Image-grounded pointing data:
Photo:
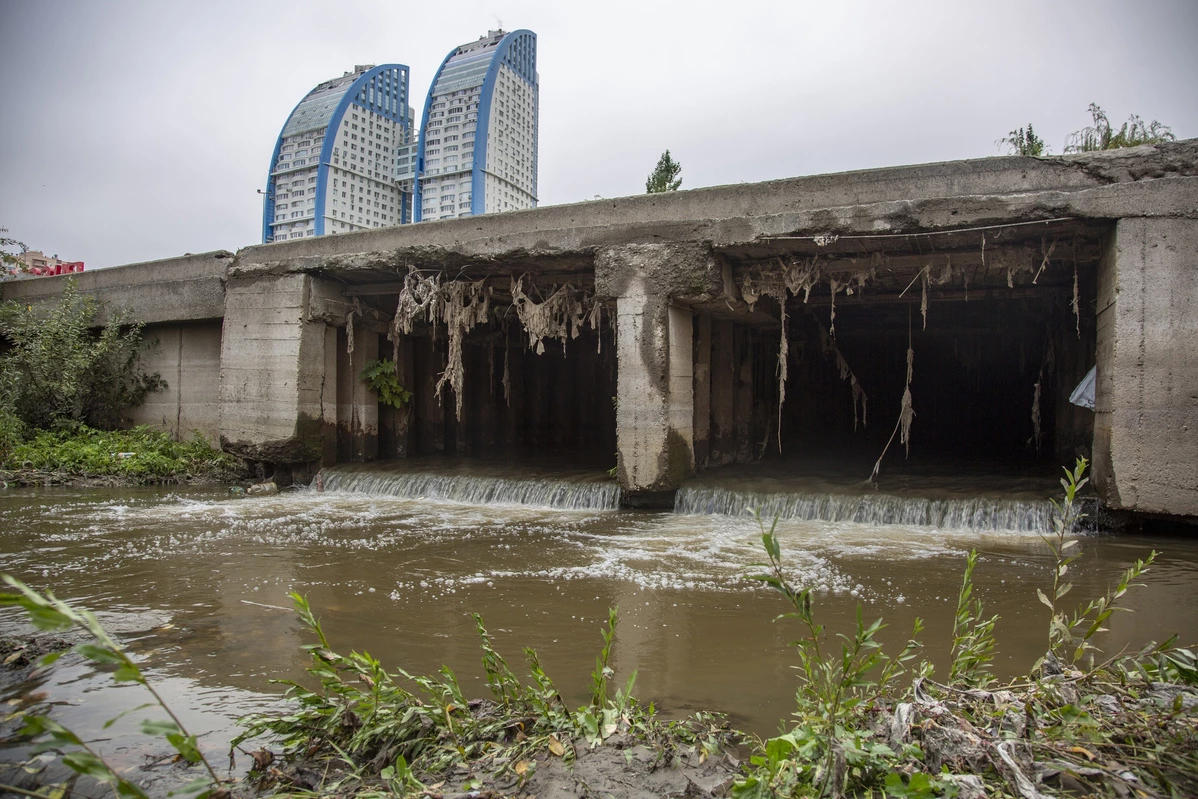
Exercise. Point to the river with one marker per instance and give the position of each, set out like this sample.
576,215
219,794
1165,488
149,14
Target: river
394,560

Work to complete: Set the entries down again exactly. Do not include the images.

Answer section:
Photo:
Exercise. Point to the river with one marker per instance and give the position of each, set out like this sample.
576,215
219,794
1165,488
149,14
Target: river
394,560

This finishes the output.